▸ Stated exercise 1
Please retype the passage on charter schools word for word, starting at "An IES study" and ending at "driving the relationship.".
[BEGIN Page]
The authors discussed a CREDO study that found low-income and ELL students in charter schools outperformed students in traditional district schools, but without a randomized controlled experiment, an alternative explanation could be that families who sought out charter schools were more motivated (70).  Bifulco et al., who studied magnet schools, also listed motivation and parental support as potential confounding variables. Thus, the authors stress that although the findings may look promising for charter schools, it is unclear if charters are directly responsible for gains in student achievement or if the gains are due to other factors, such as family motivation.

An IES study controlled for family motivation by comparing students admitted to charter schools by random lottery with students who applied but were not admitted. The authors explain that although this may eliminate the concern with the CREDO study about family motivation, peer influence is still a potential bias, with lottery winners surrounded by classmates from similarly motivated families, while lottery losers are educated with many peers who did not apply to a choice school, and hence may not be as motivated (72). Again, as in Bifulco et al.’s analyses, we cannot determine if the school is directly responsible for improving student achievement or if another factor is driving the relationship.

The authors also discussed KIPP, a charter organization that emphasizes tough love and boasts demanding expectations (78). This program undoubtedly uses many of the strategies explained by Welner to influence student enrollment, including the “bum steer,” by driving away ELL and special needs students from applying with their tough love mentality. KIPP also makes use of Welner’s “flunk or leave” tactic, and only students that survive the demanding expectations remain by high school, as KIPP does not replace students who leave. Although KIPP students have shown substantial academic gains, when KIPP took over a regular, high-poverty public school, serving a non self-selected population, the program failed, indicating that the academic achievement at KIPP may be due to the high motivation levels of the students, and not the charter program itself.

The authors highlight the self-selection biases that make it difficult to definitively state that charter schools cause gains in student achievement. It is possible that influence of parental motivation and peers may be driving the apparent improvement among charter school students. Additionally, a close look at the KIPP organization indicates that student achievement may in fact be due to the types of students the school enrolls than the actual school itself. Is it the quality of instruction or the students who choose to enroll that make charter schools successful? Can these self-selection biases ever be completely controlled for?
[END Page]
[BEGIN Supplied records]
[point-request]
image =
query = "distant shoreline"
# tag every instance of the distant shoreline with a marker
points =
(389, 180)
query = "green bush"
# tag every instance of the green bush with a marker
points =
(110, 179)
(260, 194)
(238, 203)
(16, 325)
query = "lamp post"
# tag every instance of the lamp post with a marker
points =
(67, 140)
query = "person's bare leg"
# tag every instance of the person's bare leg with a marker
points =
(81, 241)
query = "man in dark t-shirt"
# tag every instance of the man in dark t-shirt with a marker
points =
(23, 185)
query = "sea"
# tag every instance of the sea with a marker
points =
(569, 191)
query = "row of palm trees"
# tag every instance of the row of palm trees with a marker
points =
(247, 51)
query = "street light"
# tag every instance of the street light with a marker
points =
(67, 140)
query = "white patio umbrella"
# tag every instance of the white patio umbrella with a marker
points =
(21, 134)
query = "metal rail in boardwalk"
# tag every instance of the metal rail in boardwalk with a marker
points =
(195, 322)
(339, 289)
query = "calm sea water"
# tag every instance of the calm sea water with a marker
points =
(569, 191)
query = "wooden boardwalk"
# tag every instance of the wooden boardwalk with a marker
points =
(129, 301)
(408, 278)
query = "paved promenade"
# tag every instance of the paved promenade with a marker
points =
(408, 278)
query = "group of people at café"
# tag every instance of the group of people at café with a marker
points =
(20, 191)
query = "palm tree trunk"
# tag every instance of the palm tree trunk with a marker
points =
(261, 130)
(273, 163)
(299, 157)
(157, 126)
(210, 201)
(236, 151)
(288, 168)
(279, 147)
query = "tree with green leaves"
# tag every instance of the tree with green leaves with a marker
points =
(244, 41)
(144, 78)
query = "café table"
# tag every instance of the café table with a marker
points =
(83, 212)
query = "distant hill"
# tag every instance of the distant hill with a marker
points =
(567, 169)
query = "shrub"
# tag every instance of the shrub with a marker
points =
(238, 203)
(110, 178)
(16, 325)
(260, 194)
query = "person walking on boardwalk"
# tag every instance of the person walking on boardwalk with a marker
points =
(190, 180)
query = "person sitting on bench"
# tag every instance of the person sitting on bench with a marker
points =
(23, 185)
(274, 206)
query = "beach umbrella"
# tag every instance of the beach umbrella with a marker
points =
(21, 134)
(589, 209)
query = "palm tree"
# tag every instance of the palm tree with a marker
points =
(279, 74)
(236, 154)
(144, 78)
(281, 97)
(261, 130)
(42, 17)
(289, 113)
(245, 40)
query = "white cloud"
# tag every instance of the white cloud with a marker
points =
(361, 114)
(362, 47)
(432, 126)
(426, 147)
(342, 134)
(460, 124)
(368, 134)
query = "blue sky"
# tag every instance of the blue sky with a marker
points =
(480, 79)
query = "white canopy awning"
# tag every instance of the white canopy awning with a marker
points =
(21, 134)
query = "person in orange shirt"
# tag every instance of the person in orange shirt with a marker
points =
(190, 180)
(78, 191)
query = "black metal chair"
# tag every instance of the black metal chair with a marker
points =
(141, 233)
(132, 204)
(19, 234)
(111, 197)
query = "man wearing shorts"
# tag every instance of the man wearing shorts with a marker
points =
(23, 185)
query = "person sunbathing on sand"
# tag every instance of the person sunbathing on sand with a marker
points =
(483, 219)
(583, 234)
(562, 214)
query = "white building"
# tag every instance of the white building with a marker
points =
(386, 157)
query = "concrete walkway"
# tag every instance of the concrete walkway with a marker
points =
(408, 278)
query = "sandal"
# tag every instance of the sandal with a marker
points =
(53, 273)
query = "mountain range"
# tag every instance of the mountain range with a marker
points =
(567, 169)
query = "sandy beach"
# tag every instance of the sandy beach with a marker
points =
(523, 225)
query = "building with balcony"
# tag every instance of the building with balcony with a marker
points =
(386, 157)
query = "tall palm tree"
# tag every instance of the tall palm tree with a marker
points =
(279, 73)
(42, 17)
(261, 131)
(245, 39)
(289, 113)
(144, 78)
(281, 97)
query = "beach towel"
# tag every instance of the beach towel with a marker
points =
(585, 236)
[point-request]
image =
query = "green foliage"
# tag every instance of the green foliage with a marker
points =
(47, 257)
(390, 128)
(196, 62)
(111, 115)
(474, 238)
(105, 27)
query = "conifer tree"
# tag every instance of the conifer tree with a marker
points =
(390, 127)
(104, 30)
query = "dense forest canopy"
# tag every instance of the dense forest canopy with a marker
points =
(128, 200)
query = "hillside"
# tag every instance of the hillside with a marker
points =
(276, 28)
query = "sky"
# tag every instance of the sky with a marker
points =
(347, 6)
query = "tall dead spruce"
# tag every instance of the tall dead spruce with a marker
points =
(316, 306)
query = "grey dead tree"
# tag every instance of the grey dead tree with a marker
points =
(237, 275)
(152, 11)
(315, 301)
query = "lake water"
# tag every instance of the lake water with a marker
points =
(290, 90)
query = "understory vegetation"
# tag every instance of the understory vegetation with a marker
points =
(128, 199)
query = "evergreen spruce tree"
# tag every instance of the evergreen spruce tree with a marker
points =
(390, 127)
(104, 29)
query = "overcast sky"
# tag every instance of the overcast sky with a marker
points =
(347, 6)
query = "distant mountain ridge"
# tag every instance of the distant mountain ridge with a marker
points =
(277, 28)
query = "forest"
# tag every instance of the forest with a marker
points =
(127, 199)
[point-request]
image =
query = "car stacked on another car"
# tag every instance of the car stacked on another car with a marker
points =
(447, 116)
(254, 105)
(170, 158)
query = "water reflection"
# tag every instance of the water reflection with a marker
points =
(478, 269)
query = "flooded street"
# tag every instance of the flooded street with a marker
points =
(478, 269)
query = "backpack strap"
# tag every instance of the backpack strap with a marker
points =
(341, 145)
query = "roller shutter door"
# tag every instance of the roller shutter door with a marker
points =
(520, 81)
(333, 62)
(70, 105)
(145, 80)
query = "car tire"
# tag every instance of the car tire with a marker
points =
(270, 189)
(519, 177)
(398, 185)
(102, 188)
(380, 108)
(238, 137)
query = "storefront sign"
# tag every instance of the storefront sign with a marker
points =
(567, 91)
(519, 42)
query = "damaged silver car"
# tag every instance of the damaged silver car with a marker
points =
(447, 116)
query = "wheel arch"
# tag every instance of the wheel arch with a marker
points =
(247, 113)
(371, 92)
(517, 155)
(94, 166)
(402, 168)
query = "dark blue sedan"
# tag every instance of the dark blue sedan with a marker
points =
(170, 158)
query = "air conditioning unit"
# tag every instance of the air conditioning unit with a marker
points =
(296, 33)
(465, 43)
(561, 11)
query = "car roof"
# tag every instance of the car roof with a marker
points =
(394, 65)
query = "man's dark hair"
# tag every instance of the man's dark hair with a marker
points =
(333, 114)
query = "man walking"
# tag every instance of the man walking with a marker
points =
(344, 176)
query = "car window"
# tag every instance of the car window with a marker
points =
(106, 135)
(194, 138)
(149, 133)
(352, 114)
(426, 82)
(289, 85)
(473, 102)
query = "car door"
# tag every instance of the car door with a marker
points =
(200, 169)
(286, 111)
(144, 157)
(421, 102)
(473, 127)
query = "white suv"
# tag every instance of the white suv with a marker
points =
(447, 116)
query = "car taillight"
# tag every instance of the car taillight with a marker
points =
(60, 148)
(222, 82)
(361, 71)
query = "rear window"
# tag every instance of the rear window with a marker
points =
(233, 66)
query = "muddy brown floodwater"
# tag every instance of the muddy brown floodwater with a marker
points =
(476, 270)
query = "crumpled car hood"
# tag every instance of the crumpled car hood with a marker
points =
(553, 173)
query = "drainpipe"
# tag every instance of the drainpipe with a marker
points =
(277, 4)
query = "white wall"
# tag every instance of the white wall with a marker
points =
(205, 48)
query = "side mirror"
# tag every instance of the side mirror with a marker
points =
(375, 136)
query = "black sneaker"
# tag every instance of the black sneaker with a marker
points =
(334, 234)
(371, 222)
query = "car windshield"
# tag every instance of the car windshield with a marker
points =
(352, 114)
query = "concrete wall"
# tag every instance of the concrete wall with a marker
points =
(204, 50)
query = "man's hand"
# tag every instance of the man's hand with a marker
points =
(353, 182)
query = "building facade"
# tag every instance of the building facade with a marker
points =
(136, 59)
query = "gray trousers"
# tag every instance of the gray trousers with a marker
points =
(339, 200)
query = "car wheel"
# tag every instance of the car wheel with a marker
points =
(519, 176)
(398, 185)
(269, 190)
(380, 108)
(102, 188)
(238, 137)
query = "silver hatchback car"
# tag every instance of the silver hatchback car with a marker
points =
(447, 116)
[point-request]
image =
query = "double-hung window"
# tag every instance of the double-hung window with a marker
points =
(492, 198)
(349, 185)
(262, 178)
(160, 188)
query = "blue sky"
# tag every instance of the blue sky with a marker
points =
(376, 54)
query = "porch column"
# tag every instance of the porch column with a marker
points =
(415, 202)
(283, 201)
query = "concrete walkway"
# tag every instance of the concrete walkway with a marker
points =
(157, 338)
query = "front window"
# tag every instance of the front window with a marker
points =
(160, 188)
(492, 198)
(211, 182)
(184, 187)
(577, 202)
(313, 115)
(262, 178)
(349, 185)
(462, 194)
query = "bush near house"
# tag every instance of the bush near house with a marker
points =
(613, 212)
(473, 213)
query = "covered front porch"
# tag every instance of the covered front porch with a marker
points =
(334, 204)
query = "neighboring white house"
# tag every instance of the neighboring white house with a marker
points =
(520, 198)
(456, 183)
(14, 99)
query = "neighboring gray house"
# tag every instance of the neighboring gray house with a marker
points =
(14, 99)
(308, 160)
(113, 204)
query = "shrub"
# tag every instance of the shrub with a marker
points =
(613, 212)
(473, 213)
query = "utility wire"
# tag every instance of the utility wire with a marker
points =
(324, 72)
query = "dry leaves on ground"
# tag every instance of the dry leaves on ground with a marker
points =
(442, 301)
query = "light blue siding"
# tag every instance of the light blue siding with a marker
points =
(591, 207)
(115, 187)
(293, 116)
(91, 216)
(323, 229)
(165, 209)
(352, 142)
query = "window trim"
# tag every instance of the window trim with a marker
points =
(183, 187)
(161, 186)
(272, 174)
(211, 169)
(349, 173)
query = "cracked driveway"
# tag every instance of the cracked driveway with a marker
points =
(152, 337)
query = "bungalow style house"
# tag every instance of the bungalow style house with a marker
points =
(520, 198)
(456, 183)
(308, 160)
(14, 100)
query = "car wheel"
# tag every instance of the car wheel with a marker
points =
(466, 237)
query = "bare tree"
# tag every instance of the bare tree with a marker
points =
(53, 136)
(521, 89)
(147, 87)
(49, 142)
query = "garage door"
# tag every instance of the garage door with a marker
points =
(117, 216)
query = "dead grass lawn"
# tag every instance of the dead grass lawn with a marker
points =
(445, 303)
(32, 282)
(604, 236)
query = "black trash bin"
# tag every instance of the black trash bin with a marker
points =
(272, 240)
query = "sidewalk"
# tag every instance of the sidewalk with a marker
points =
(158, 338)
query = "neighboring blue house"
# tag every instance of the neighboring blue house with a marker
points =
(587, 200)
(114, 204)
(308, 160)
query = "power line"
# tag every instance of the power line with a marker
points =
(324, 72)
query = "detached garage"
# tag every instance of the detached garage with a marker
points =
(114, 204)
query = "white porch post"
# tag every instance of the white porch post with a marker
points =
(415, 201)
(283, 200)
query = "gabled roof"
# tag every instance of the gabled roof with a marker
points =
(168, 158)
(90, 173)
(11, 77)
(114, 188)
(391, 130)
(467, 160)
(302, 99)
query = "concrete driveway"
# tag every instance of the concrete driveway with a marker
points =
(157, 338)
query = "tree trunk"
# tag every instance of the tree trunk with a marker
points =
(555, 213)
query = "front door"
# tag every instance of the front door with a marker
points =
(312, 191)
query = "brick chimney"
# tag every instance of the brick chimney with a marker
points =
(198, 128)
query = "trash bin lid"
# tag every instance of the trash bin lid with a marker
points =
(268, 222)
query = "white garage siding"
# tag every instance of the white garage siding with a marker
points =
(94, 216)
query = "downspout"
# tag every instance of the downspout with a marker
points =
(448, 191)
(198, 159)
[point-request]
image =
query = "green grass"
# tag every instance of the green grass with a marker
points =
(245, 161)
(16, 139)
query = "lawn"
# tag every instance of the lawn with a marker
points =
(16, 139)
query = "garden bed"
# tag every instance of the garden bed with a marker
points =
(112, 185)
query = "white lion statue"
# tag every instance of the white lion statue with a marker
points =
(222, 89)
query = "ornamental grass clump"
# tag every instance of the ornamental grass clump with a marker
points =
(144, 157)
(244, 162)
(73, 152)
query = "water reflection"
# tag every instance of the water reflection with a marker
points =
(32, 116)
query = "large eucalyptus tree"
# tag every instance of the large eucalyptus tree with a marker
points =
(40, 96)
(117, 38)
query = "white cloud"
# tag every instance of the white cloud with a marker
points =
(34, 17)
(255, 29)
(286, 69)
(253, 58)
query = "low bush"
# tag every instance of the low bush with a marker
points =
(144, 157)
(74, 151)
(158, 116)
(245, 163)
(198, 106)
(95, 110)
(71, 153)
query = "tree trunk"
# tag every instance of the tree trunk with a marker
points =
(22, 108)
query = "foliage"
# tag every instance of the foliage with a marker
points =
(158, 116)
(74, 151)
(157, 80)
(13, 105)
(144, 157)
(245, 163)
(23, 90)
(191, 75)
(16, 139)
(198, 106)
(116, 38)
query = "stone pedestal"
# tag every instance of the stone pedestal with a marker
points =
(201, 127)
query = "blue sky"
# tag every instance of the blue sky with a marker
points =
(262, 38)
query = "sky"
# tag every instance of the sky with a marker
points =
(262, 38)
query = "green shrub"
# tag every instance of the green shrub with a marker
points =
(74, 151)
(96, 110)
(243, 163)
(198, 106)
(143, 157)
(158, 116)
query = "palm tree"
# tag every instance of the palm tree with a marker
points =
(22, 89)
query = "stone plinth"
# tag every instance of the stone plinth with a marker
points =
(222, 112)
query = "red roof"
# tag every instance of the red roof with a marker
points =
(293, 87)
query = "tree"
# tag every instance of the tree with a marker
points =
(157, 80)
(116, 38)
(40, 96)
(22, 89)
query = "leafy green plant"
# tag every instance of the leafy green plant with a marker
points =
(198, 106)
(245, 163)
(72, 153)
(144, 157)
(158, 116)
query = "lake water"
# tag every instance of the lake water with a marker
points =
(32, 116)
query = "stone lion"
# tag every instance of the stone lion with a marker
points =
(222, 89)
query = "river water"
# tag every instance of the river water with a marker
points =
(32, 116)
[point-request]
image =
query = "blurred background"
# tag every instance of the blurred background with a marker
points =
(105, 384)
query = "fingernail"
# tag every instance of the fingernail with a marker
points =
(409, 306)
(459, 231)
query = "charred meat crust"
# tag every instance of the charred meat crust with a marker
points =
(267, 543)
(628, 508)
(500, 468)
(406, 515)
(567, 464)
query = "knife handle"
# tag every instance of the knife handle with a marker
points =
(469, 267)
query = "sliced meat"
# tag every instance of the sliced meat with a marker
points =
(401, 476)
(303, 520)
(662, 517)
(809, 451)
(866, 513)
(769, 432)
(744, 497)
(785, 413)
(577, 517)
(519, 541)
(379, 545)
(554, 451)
[END Supplied records]
▸ Stated exercise 2
Filter the rows above and copy out each line that contains the string "trash".

▸ Exercise output 1
An IES study controlled for family motivation by comparing students admitted to charter schools by random lottery with students who applied but were not admitted. The authors explain that although this may eliminate the concern with the CREDO study about family motivation, peer influence is still a potential bias, with lottery winners surrounded by classmates from similarly motivated families, while lottery losers are educated with many peers who did not apply to a choice school, and hence may not be as motivated (72). Again, as in Bifulco et al.’s analyses, we cannot determine if the school is directly responsible for improving student achievement or if another factor is driving the relationship.

▸ Exercise output 2
query = "black trash bin"
# tag every instance of the black trash bin with a marker
query = "trash bin lid"
# tag every instance of the trash bin lid with a marker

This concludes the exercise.